WORK TO COMPLETE:
From top to bottom, retype the data exactly, passing over any picture.

RECORDS SUPPLIED:

....................

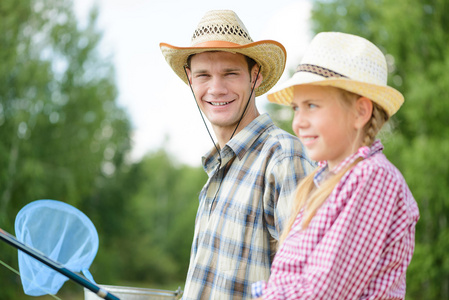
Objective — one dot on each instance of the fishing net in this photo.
(62, 233)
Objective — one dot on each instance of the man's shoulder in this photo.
(284, 140)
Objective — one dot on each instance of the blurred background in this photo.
(91, 114)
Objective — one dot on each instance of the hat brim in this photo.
(387, 97)
(270, 55)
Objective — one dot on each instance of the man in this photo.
(253, 169)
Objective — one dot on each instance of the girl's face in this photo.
(325, 123)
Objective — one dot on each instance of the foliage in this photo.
(61, 130)
(153, 224)
(413, 34)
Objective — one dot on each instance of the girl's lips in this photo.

....................

RESPONSE:
Objective — one dot on each instance of the fishing net in this photo.
(62, 233)
Objective — one dot on each instance of the man's shoulder in this photo.
(284, 140)
Objective — one dot on each instance of the blurred background in this photo.
(91, 114)
Objective — one dot on each instance of the hat brim in this photo.
(387, 97)
(270, 55)
Objective — one dot on each instance of the man in this photo.
(253, 169)
Objective — one dot on each instance of the girl's face in this photo.
(325, 123)
Objective — one dot on each instance of the foliage in this photo.
(61, 130)
(153, 224)
(413, 34)
Objective — one dot on each instance of the girl's lips in this photo.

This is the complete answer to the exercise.